I would like to thank the editors of Ancient Jew Review for this opportunity to reflect on my long engagement with the “biblical” manuscripts found among the Dead Sea Scrolls, in particular the book of Deuteronomy. I often think that scholarly understanding of the biblical Dead Sea Scrolls and I grew up together; over the years, and now decades, a paradigm shift has occurred in the field, and my own views have changed along with it.
I began my work on the Deuteronomy scrolls in 1986, when I was invited by Frank Moore Cross, one of the original members of the editorial team for the Cave 4Q materials, to edit and publish seven of the Deuteronomy manuscripts assigned to his lot. The beginning of the work involved a three-week long trip to Jerusalem (my first trip abroad!) to work with the actual scroll fragments, which were stored in the Rockefeller Museum (formerly the Palestine Archaeological Museum or PAM) in East Jerusalem. This trip was essentially a private tutorial in deciphering scroll fragments, conducted by John Strugnell, then editor-in-chief of the scrolls publication project and my teacher. The working conditions in the Rockefeller Museum were basic at best; the scroll fragments were stored in locked drawers in an unheated basement room that also functioned as a bomb shelter. We (the editorial team) used rulers to measure fragments and hand-held magnifying glasses to discern traces of writing. Our only photographs were the PAM series of infrared photographs taken in the 1950s. This is quite a contrast to the sophisticated digital equipment and on-line images used today!
Work on the Deuteronomy manuscripts was relatively straightforward. Each fragment had to be deciphered and located, both within the text of Deuteronomy and relative to other fragments of the manuscript. By this process the full extent of each manuscript was ascertained. A full physical description of each manuscript was undertaken. Finally, I did the text-critical work of painstakingly comparing the text of each particular manuscript with other extant versions. For my dissertation I used the Masoretic Text, the Septuagint (down to the granular level of individual witnesses), the Samaritan Pentateuch, the Peshitta, the Targums, and the Latin Versions. This text-critical work revealed the plethora of variants found in each manuscript, variants which sometimes agreed with one, sometimes another of the ancient versions, but sometimes were unique to that manuscript. At this point my perceptions of the textual history of the biblical books began to shift; as a student of Cross I had been taught that every manuscript could and should be placed in relation to one of the three major extant versions (the MT, the LXX, and the SP), which Cross considered to represent three separate textual “families” or streams of tradition.[1] This schema at times did work for the Deuteronomy manuscripts in my charge; for example, the manuscript 4QDeutᵍ never differed in its extant text from MT, in either text or orthography. But for other manuscripts the Cross schema simply did not work. It was becoming evident that the old, pre-Qumran, text-critical presuppositions had to be jettisoned.

## Aim:
From the passage on the Deuteronomy scrolls, list every version that the dissertation compared with the text of each manuscript.

## Listed entries:
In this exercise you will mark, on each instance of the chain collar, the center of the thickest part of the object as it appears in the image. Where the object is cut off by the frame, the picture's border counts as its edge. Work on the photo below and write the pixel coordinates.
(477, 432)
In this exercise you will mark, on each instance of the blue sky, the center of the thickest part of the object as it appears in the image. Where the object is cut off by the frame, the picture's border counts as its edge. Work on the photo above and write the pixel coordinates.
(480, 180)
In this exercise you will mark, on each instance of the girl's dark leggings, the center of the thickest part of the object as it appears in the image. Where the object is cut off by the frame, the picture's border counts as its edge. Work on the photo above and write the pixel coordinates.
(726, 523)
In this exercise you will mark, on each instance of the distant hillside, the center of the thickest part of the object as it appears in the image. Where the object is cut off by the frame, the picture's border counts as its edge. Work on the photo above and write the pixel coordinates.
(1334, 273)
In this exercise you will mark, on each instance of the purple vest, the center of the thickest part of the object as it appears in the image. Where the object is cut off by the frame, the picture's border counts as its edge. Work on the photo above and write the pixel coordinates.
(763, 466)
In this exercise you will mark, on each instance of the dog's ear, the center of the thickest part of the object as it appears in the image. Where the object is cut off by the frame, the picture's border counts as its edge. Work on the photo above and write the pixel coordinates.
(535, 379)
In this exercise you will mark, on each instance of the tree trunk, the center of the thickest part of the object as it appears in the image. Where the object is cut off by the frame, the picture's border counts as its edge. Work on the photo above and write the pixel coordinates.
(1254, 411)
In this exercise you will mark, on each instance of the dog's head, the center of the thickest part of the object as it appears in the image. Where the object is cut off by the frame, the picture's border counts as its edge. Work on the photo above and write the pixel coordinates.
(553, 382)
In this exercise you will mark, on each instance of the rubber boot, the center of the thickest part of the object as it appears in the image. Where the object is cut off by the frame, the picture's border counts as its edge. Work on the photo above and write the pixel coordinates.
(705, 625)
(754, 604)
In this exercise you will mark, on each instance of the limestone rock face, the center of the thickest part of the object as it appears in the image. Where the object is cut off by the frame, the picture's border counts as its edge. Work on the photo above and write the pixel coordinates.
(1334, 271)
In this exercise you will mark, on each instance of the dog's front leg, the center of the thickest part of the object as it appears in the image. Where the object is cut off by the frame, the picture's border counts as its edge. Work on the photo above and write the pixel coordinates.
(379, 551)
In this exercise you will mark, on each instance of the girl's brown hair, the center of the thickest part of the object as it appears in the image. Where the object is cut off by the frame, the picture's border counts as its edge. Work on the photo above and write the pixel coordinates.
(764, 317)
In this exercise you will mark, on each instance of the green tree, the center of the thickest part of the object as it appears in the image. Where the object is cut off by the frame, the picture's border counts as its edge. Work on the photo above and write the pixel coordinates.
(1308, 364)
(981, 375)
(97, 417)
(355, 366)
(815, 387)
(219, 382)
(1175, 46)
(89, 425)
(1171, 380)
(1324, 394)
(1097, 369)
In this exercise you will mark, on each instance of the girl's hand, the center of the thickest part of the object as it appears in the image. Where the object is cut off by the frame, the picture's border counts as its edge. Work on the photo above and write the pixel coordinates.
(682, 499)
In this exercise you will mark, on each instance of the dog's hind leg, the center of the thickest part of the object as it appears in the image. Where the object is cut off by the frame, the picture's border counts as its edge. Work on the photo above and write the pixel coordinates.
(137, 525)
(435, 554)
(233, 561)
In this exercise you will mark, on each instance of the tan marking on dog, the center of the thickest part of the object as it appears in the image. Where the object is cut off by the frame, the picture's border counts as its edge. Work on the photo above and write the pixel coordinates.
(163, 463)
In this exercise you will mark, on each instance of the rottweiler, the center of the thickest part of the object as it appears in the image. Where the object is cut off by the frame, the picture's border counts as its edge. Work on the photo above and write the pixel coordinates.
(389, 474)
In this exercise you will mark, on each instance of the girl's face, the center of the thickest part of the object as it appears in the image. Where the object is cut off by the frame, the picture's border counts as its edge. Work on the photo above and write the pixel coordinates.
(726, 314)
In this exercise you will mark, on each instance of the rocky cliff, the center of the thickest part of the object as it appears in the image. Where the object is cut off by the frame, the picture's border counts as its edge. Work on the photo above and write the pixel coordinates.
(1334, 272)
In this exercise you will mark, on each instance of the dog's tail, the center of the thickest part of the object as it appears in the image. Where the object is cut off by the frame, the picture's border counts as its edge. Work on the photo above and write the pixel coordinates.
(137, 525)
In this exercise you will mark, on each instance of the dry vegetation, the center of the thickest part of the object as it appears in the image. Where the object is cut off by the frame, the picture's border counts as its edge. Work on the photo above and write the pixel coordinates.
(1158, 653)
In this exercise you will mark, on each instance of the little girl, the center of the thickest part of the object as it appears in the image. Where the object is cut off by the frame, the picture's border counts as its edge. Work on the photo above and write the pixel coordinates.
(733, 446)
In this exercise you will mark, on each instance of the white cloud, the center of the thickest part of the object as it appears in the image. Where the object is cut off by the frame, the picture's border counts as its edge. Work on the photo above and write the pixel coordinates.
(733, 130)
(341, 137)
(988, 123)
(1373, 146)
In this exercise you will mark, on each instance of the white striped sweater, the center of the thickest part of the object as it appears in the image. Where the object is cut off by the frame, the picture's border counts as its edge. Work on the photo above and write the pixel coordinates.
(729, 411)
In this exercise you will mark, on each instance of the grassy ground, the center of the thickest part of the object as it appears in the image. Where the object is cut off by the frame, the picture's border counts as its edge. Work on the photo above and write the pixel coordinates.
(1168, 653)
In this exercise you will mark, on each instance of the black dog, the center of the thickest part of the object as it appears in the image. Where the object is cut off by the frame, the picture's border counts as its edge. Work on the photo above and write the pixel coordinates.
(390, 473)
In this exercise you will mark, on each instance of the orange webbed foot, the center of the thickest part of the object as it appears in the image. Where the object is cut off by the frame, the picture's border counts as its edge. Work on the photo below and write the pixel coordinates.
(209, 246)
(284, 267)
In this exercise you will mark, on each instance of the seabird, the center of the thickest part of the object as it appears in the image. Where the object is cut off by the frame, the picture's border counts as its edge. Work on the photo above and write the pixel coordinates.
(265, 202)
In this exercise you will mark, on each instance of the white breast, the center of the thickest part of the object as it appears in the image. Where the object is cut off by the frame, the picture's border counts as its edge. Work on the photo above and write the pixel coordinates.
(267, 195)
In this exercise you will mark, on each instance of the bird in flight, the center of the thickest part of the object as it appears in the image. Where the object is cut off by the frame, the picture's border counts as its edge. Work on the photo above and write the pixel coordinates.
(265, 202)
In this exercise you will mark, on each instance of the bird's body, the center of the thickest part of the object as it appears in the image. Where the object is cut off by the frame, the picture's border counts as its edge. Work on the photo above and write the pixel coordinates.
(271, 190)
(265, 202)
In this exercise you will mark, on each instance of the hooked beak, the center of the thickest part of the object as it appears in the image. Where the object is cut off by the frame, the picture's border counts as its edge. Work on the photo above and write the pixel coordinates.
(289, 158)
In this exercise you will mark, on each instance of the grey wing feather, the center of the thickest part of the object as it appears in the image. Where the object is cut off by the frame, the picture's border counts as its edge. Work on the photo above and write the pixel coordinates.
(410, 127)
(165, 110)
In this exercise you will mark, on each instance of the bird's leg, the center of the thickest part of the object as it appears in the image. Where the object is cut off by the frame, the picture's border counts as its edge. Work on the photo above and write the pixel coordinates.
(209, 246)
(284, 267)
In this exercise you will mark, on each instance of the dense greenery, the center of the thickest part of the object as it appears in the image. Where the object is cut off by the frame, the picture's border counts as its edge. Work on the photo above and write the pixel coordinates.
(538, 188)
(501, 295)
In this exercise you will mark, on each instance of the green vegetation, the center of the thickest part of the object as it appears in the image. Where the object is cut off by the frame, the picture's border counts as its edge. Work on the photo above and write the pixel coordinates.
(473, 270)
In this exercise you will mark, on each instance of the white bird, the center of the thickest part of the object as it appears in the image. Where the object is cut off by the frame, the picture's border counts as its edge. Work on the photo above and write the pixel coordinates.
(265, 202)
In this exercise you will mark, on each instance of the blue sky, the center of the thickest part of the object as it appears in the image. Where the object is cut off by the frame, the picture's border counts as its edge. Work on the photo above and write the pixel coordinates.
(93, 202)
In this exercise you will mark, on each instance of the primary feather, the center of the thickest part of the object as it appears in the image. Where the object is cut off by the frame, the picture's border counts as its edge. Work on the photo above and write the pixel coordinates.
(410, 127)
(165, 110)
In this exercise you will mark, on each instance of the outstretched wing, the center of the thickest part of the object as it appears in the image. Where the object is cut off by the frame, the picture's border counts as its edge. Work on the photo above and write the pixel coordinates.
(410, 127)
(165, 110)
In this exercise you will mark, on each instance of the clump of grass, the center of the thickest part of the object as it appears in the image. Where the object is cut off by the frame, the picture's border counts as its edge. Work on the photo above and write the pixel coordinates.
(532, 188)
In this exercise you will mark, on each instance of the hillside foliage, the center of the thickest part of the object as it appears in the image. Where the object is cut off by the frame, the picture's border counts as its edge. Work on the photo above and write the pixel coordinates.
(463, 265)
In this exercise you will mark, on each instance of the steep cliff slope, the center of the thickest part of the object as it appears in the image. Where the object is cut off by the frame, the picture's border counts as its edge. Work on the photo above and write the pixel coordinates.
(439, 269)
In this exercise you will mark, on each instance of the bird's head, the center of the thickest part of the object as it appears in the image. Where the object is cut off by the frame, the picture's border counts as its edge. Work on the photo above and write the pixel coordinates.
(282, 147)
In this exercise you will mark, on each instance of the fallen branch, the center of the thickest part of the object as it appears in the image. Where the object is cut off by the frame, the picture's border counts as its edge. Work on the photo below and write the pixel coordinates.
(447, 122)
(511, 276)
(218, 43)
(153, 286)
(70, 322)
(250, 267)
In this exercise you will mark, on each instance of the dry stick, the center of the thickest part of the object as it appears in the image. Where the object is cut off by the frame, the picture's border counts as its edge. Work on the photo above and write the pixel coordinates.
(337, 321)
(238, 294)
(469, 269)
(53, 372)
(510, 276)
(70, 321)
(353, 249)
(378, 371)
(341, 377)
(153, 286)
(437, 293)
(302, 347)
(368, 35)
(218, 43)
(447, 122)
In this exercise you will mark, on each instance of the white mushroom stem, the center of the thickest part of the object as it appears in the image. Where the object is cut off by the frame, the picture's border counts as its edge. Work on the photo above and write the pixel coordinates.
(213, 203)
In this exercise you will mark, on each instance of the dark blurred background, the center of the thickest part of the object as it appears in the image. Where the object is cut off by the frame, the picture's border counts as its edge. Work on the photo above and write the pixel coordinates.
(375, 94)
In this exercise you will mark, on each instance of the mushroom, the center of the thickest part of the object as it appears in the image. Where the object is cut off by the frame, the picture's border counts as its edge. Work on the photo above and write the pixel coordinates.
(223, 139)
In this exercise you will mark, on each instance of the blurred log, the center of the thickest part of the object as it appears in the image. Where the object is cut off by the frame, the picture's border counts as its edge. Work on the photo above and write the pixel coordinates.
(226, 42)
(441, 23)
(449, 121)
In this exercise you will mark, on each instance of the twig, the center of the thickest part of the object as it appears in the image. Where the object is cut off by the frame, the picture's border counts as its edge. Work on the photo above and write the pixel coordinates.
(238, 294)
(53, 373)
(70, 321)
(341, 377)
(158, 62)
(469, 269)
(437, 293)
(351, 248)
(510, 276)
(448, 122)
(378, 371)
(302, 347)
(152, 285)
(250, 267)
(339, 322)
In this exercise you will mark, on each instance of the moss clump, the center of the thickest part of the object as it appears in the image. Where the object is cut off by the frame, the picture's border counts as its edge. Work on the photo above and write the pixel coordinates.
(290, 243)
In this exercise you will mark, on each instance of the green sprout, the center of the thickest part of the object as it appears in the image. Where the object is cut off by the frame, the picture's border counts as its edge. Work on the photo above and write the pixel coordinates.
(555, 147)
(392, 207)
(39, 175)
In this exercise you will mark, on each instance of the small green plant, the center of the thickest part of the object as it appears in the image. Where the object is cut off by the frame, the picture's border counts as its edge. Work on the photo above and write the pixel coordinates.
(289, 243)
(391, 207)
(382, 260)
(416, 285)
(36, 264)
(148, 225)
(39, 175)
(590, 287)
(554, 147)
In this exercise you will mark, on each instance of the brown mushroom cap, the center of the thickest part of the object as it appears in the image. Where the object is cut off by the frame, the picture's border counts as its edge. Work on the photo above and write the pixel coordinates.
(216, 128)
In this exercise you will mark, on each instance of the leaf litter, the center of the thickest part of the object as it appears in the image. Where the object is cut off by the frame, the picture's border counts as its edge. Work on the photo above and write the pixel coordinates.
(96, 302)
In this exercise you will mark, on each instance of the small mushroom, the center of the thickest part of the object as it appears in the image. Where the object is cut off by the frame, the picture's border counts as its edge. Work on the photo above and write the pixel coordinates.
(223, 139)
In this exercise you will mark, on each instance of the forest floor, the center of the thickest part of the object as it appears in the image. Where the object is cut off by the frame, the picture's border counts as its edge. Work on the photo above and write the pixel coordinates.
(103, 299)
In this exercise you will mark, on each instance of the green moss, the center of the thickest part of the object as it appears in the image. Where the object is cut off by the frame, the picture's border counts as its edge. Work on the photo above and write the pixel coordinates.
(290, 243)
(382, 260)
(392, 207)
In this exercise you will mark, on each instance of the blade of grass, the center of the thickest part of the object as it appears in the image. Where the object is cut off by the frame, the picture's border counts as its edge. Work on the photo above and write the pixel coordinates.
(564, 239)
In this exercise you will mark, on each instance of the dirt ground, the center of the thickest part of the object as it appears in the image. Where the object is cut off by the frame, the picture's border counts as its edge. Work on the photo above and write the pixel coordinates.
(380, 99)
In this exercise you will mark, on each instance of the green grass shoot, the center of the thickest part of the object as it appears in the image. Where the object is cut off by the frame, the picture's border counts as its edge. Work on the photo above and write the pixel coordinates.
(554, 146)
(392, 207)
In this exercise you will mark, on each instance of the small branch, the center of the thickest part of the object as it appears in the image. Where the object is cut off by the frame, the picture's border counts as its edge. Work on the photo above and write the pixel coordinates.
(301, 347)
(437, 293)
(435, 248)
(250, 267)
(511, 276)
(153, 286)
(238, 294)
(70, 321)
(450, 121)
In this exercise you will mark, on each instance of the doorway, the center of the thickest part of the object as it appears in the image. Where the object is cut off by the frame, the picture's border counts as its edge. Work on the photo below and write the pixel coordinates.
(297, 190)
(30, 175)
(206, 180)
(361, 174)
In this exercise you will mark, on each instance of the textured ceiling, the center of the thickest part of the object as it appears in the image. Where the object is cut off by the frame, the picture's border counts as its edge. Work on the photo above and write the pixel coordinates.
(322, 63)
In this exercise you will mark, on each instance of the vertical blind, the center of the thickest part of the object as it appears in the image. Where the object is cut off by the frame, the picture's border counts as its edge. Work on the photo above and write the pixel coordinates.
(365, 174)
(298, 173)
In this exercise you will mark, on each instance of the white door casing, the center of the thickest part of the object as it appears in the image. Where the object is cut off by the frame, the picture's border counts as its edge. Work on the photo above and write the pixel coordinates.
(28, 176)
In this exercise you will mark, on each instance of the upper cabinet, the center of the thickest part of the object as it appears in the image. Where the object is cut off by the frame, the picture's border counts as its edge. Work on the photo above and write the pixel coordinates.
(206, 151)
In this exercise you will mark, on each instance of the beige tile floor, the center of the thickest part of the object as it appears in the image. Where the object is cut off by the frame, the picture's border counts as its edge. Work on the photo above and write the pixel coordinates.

## Problem solution:
The Masoretic Text, the Septuagint, the Samaritan Pentateuch, the Peshitta, the Targums, and the Latin Versions.